### Extracto del documento ###
El otro día descubrí por qué eran tan buenos los cuentos de George Saunders. Era algo tan simple que tenía que ser verdad. A su vez, explicaba por qué cierta prosa resulta tan banal y aburrida, como mucha que hemos comentado aquí. Pues bien, me di cuenta no de que cada palabra o frase fuese necesaria, como suele decirse, no. Bien podría el autor haber elegido otras, otras expresiones, otros giros. De lo que me di cuenta fue que nada de lo que escribía era previsible, lo que no significa que fuera imprevisible.

Sigo abundando en el asunto: las novelas que he vituperado aquí tienen como característica no solo el tópico, la frase hecha, tipo "la amaba con locura", "era una caja de sorpresas", "el café sabía horrible", "tenía los ojos de color miel", "la natación es un deporte muy completo", "caen tres gotas y se pone todo verde", etc, sino la previsibilidad de las acciones y de los sentimientos que transmite el autor/a, por un lado; y la anticipación por parte del lector de la palabra, de la frase e incluso de la reflexión siguiente, por otro. Funesta conjunción de forma y contenido. Conclusión: el tedio.

Más allá de la supuesta experimentación con el lenguaje de Saunders y de tantos otros, la revelación que experimenté al leer por segunda vez sus cuentos estaba en concordancia además con esa máxima cognitiva que hemos apuntado durante toda la vida de este blog: una buena novela nos enseña aspectos nuevos del ser humano, ilumina áreas apenas vislumbradas, nos conduce por túneles excavados sobre la marcha hacia quién sabe qué nuevas zonas de nosotros mismos. Es el resplandor del rayo en la noche oscura. Esa es una de las características fundamentales del buen novelista (y del buen poeta, por descontado).
### Datos registrados ###
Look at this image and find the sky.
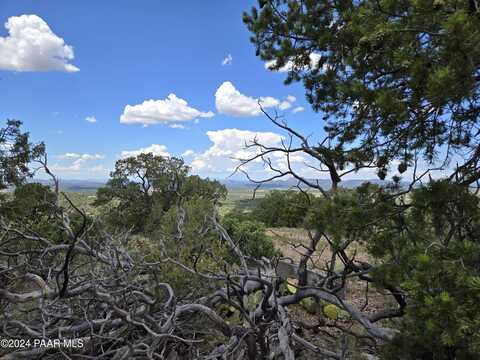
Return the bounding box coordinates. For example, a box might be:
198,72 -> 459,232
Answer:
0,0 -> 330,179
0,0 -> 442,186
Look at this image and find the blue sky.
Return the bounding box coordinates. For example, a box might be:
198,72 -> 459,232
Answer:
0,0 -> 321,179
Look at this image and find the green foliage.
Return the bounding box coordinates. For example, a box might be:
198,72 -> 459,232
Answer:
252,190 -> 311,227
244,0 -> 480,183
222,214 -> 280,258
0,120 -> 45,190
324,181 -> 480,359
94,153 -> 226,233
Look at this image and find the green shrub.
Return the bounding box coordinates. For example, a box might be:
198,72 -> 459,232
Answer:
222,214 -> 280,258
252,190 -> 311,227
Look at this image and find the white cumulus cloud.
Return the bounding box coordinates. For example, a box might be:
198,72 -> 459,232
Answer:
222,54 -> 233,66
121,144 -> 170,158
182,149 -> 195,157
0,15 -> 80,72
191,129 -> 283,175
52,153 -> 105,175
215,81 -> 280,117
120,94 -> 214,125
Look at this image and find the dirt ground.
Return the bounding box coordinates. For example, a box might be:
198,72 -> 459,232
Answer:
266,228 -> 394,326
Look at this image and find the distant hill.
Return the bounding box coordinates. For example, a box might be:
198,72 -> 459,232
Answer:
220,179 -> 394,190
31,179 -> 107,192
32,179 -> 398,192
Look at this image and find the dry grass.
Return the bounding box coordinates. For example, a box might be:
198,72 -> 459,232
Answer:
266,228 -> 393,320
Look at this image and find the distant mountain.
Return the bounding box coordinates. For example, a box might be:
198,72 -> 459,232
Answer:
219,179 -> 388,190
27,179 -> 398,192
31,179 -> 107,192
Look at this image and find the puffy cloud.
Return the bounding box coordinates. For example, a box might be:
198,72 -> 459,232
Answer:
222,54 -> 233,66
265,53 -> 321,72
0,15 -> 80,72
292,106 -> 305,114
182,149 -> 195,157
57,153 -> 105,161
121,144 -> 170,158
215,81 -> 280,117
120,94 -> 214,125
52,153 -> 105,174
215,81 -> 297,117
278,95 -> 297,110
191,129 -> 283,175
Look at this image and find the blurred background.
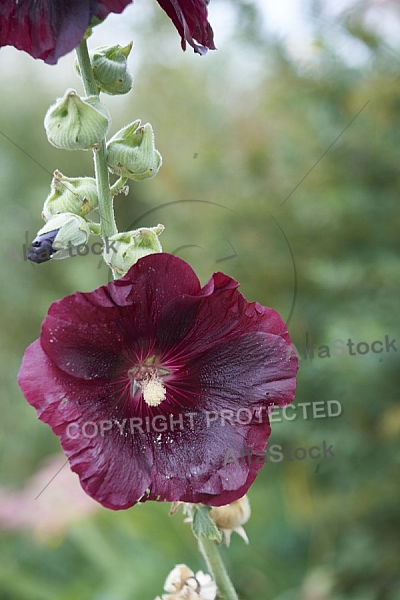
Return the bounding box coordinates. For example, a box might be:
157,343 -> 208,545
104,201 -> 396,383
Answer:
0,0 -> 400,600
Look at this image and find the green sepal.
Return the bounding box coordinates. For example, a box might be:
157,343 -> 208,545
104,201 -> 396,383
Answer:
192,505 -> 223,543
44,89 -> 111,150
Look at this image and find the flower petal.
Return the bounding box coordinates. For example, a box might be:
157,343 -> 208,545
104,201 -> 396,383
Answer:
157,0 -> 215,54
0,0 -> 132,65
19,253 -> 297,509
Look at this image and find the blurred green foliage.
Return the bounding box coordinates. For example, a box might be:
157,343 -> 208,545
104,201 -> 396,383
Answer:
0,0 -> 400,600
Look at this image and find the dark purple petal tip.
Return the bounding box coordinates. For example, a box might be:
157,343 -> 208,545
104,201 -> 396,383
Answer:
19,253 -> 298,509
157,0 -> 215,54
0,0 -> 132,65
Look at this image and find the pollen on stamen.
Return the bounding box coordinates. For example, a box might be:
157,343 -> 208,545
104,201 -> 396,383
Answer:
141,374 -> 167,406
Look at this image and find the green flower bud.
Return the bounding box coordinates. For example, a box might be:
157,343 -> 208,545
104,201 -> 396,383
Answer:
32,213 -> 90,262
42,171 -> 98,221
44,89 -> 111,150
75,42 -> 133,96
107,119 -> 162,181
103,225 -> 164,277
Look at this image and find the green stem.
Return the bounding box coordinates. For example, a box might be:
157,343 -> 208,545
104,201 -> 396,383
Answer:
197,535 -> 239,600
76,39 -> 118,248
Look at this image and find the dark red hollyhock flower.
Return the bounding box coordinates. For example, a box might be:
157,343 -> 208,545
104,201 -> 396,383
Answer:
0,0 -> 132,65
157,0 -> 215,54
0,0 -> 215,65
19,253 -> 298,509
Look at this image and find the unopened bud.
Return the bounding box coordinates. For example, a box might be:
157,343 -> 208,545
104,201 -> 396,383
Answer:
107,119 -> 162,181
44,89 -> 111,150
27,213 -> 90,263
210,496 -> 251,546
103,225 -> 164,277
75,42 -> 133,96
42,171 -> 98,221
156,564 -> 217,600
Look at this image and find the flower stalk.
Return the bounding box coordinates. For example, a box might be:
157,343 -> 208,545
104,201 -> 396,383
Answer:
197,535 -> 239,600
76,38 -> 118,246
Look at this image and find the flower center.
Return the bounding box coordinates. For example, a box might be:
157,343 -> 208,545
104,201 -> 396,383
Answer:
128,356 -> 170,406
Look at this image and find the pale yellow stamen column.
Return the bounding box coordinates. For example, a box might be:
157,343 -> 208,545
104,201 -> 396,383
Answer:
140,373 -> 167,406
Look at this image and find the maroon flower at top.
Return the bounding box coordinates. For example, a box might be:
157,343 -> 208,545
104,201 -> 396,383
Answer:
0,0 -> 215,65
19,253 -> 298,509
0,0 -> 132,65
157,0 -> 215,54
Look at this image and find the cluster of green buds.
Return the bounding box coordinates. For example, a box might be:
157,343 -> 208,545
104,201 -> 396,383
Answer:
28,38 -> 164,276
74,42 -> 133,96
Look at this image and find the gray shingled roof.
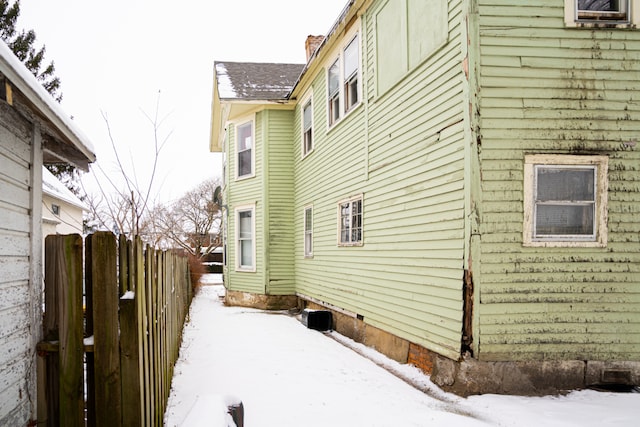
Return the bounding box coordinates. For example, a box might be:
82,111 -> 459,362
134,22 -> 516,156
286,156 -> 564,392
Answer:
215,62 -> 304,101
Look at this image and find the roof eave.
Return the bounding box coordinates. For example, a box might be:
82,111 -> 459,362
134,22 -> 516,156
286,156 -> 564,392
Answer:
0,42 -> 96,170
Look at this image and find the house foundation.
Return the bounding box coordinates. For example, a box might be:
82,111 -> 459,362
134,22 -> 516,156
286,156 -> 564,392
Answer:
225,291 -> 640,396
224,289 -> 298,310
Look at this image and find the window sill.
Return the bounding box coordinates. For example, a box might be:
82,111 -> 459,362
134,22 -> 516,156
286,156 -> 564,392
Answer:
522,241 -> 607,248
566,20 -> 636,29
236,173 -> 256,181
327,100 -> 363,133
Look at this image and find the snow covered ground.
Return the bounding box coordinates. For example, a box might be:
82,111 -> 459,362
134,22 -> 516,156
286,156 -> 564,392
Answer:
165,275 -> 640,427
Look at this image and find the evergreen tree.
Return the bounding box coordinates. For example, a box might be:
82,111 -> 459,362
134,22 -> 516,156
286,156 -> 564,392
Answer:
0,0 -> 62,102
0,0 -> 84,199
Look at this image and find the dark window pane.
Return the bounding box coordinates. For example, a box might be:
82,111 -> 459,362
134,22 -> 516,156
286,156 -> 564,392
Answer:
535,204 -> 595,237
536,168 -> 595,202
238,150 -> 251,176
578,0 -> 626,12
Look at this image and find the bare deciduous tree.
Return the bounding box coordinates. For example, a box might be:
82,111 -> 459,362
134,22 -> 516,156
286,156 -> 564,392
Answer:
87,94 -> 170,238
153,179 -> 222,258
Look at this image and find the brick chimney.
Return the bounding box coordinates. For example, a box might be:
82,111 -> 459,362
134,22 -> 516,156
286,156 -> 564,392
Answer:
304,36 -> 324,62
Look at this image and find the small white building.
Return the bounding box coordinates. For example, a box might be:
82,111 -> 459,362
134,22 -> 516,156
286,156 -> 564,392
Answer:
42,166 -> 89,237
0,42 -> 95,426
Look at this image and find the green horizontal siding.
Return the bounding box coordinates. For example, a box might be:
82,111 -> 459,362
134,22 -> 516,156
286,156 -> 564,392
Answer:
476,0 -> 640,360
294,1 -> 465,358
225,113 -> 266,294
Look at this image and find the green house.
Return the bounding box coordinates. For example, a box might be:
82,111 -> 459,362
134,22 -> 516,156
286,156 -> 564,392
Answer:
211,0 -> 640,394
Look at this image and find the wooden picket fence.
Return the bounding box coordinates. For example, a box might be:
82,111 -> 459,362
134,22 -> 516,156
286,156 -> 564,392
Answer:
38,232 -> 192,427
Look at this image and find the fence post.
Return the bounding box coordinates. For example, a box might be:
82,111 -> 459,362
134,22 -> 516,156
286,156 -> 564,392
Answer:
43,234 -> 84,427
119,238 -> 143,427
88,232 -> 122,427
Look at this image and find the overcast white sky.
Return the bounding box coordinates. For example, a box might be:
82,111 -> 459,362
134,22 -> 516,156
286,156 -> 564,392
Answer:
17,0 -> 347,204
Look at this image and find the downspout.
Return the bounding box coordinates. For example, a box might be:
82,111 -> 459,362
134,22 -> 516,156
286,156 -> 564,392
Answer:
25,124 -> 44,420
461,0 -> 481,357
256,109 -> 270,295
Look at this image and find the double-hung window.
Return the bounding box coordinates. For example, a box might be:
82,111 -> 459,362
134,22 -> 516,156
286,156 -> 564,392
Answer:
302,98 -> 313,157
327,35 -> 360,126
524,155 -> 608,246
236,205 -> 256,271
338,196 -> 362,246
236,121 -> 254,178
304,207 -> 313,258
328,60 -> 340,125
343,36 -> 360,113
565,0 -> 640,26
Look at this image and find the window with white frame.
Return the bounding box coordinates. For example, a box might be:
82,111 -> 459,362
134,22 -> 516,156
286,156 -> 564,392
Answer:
###
Instrucciones:
a. Por favor, reproduce el fragmento del extracto del documento que va desde "Sigo abundando en" hasta "Conclusión: el tedio.".
b. Según el extracto del documento, ¿a qué conclusión lleva la funesta conjunción de forma y contenido?

Resultados:
a.
Sigo abundando en el asunto: las novelas que he vituperado aquí tienen como característica no solo el tópico, la frase hecha, tipo "la amaba con locura", "era una caja de sorpresas", "el café sabía horrible", "tenía los ojos de color miel", "la natación es un deporte muy completo", "caen tres gotas y se pone todo verde", etc, sino la previsibilidad de las acciones y de los sentimientos que transmite el autor/a, por un lado; y la anticipación por parte del lector de la palabra, de la frase e incluso de la reflexión siguiente, por otro. Funesta conjunción de forma y contenido. Conclusión: el tedio.

b. Al tedio.